TASK INPUT ->

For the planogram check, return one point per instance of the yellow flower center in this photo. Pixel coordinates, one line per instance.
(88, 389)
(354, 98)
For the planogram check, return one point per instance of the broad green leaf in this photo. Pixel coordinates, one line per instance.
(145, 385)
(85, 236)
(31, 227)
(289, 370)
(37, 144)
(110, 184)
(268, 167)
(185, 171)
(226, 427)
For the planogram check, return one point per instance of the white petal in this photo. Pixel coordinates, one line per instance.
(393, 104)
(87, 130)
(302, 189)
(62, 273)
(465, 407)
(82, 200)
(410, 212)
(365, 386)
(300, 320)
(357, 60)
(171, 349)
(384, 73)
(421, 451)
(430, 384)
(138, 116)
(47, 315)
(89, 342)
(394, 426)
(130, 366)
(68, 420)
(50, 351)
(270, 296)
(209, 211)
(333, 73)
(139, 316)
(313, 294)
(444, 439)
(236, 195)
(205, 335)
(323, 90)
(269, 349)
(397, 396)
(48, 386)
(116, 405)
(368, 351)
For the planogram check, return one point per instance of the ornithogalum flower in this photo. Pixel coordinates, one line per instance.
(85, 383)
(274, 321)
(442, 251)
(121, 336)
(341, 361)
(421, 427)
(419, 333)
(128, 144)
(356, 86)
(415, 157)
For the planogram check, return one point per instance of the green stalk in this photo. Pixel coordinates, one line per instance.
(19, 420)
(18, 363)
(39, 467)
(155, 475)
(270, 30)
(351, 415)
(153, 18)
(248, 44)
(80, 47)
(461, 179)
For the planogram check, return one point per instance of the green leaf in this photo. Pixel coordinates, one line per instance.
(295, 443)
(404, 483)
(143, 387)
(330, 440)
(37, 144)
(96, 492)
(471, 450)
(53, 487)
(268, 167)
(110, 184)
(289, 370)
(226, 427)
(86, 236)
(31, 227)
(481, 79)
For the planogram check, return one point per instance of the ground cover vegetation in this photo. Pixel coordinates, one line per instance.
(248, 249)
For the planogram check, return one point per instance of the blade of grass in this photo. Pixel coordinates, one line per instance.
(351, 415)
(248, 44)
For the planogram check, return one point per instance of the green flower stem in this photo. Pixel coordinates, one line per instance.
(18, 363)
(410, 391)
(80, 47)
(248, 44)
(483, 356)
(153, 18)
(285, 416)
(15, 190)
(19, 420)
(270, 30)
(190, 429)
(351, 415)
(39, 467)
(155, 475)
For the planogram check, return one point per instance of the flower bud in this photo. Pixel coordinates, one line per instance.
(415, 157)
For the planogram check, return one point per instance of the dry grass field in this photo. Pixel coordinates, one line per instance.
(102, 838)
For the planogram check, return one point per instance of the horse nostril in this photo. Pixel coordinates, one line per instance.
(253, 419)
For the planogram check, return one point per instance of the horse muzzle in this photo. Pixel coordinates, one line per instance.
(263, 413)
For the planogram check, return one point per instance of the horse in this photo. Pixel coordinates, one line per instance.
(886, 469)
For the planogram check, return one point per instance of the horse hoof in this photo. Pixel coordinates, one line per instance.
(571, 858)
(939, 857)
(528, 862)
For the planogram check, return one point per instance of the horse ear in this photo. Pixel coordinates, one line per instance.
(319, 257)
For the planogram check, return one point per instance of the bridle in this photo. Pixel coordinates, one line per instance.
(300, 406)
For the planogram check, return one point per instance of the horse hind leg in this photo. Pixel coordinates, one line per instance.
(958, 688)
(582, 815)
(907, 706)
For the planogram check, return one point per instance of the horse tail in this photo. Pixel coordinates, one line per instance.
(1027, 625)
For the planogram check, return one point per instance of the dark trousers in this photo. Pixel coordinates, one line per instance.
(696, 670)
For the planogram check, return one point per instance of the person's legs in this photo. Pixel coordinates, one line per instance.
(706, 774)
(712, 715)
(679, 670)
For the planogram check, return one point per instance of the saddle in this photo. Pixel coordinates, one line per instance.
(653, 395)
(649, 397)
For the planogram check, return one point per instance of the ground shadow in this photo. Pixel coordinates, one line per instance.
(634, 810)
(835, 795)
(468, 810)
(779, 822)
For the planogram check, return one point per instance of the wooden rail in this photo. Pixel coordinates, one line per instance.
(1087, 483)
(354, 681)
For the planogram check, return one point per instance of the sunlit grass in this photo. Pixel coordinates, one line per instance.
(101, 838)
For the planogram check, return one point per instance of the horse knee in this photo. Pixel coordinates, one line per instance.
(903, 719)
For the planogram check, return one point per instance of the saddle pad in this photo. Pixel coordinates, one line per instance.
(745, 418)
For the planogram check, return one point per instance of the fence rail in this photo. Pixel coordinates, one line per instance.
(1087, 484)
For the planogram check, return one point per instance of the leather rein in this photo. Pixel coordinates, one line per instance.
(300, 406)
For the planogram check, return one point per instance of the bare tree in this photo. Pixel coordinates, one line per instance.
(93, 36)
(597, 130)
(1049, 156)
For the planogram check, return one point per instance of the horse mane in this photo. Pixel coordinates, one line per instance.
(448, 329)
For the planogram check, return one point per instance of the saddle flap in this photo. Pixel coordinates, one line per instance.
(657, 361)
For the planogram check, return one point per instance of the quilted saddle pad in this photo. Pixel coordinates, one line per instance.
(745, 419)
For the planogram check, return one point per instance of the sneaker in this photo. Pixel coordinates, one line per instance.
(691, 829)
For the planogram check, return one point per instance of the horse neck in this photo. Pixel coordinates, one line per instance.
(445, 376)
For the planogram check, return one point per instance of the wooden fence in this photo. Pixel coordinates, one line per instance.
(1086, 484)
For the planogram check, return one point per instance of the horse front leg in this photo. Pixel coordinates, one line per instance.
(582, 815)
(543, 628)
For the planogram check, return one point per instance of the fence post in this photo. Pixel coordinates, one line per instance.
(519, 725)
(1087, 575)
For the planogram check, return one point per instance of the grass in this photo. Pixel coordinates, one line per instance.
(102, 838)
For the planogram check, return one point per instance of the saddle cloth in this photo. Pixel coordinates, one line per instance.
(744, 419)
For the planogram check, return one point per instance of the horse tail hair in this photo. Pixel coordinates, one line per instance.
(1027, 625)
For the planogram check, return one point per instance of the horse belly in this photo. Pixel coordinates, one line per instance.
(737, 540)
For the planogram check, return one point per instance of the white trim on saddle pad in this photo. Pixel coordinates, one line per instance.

PROBLEM DETAILS -> Restate the data above word for word.

EXERCISE OUTPUT ->
For the planogram check, return one point per instance of the yellow flower center in this photo. Pixel coordinates, one line per instance.
(88, 389)
(354, 98)
For the planogram check, return one point per instance of the broad green leaf in this photo. Pixel coordinates, one line per instance.
(145, 385)
(85, 236)
(31, 227)
(289, 370)
(37, 144)
(110, 184)
(268, 167)
(185, 171)
(226, 427)
For the planogram check, return one point per instance of the white petal in this photo. Pixel coordinates, one line per instance.
(393, 104)
(87, 130)
(302, 189)
(62, 273)
(465, 407)
(82, 200)
(410, 212)
(365, 386)
(300, 320)
(357, 60)
(171, 349)
(384, 73)
(421, 451)
(430, 384)
(138, 116)
(47, 315)
(89, 342)
(394, 426)
(130, 366)
(68, 420)
(50, 351)
(270, 296)
(209, 211)
(333, 73)
(139, 316)
(313, 294)
(444, 439)
(236, 195)
(205, 335)
(323, 90)
(269, 349)
(397, 396)
(48, 386)
(116, 405)
(368, 351)
For the planogram check, return one point per instance of the ornithogalum flower in this photo. Pixel coordinates, one line per instance.
(85, 383)
(274, 321)
(442, 251)
(121, 336)
(341, 361)
(421, 427)
(419, 333)
(128, 144)
(356, 86)
(415, 157)
For the planogram check, return one point per instance of the green stalk in this photo. Pixel coordinates, one line per instance.
(19, 420)
(18, 363)
(39, 467)
(155, 475)
(270, 30)
(351, 415)
(153, 18)
(248, 44)
(80, 47)
(461, 179)
For the planogram check, return one point per instance of the green leaf in this photo. Pixel coordinates, one line per instance.
(295, 443)
(404, 483)
(143, 387)
(330, 440)
(37, 144)
(96, 492)
(471, 450)
(53, 487)
(268, 167)
(110, 184)
(289, 370)
(226, 427)
(86, 236)
(31, 227)
(481, 79)
For the planogram check, return one point per instance of the ground cover vegetation in this photo. Pixel coordinates, one line per instance.
(248, 249)
For the planogram check, return one point per instance of the blade of grass in this photo. Pixel coordinates, one line per instance.
(351, 415)
(248, 44)
For the planogram check, return one point per instance of the green flower stem in this photo. Pixel coordinates, one line per instance.
(18, 363)
(410, 391)
(80, 47)
(248, 44)
(483, 356)
(153, 18)
(285, 416)
(15, 190)
(19, 420)
(270, 30)
(190, 429)
(351, 415)
(39, 467)
(155, 475)
For the planogram check, return one point per instance of the flower bud in this photo. Pixel coordinates, one line per instance.
(415, 157)
For the planogram check, return one point per instance of the dry grass field in this photo. Pixel coordinates, one line per instance.
(102, 838)
For the planogram check, return one point per instance of the horse nostril in this photo. Pixel coordinates, one line per instance.
(253, 419)
For the planogram check, return one point per instance of the horse muzzle in this photo. Pixel coordinates, one line per instance.
(263, 413)
For the planogram check, return one point per instance of the horse in this photo. Pixel coordinates, one line per instance.
(886, 469)
For the planogram check, return one point per instance of the horse hoof in this photo. Pixel coordinates, one line per instance.
(571, 858)
(939, 857)
(528, 862)
For the planogram check, return one point per instance of the horse ear in this photo. Pixel coordinates, one line per instance.
(319, 257)
For the planogram check, return one point per instance of the bridle in this photo. Pixel coordinates, one line per instance.
(300, 406)
For the planogram check, return one point per instance of the horse hind leg in this photo. Pixel coordinates, one line per instance.
(958, 688)
(582, 815)
(907, 706)
For the planogram check, return one point per instance of the horse tail in this photo. Pixel coordinates, one line per instance.
(1027, 625)
For the planogram check, return one point per instance of the dark trousers in this photo. Pixel coordinates, one line per instance.
(696, 670)
For the planogram check, return one point per instance of the person's legs in this photo. Pixel coordinates, one line per instance.
(706, 774)
(712, 715)
(679, 670)
For the planogram check, return one point per instance of the saddle in this photo. Pixel coordinates, one line per instance.
(653, 395)
(649, 397)
For the planogram check, return one point per instance of the ground shadow in this photo. Pixel coordinates, one line per instance.
(634, 810)
(835, 795)
(468, 810)
(779, 822)
For the planogram check, return one point per instance of the wooden rail in this photo. Pixel coordinates, one line per instance.
(1087, 483)
(354, 681)
For the planogram check, return one point per instance of the sunlit grass in this photo. Pixel coordinates, one line per instance.
(101, 838)
For the planogram check, return one point per instance of the horse knee in this photo. Pixel coordinates, one line per instance.
(903, 719)
For the planogram check, return one point per instance of the saddle pad in this photo. Pixel coordinates, one line per instance.
(745, 418)
For the planogram check, return one point per instance of the fence rail in this photo. Pixel coordinates, one line per instance.
(1087, 484)
For the planogram check, return one point per instance of the leather rein in this photo. Pixel coordinates, one line per instance.
(300, 406)
For the planogram check, return one point per instance of the bare tree in this photo. Pixel coordinates, one line per instance.
(93, 36)
(597, 130)
(1049, 156)
For the planogram check, return one point per instance of the horse mane in this photo. Pixel coordinates, one line per instance.
(448, 329)
For the planogram check, return one point per instance of the saddle flap in this photo. Pixel coordinates, one line per instance.
(657, 361)
For the planogram check, return one point per instance of the quilted saddle pad in this photo. Pixel coordinates, one line per instance.
(745, 419)
For the planogram check, return one point per instance of the sneaker in this photo. Pixel coordinates, one line per instance.
(691, 829)
For the planogram check, return one point per instance of the horse neck in this photo. Pixel coordinates, one line per instance.
(445, 376)
For the planogram check, return one point per instance of the wooden fence in this photo. Pixel coordinates, one line per instance.
(1086, 484)
For the planogram check, return one point per instance of the horse front leg in this photo. Pixel coordinates, one line per instance.
(582, 815)
(543, 628)
For the planogram check, return one point per instance of the fence post in this photo. Pixel coordinates, one line per instance.
(519, 725)
(1087, 575)
For the planogram check, return one point per instance of the grass in this photo. Pixel coordinates, one line per instance.
(102, 838)
For the planogram check, return one point per instance of the saddle cloth in this photo. Pixel coordinates, one line per instance.
(744, 419)
For the planogram check, return one point per instance of the horse tail hair in this photo. Pixel coordinates, one line per instance.
(1027, 625)
For the planogram check, return one point per instance of the horse belly in this photo. Pixel coordinates, one line per instance.
(737, 540)
For the planogram check, return one point per instance of the white trim on saddle pad in this photo. Pixel coordinates, one line per instance.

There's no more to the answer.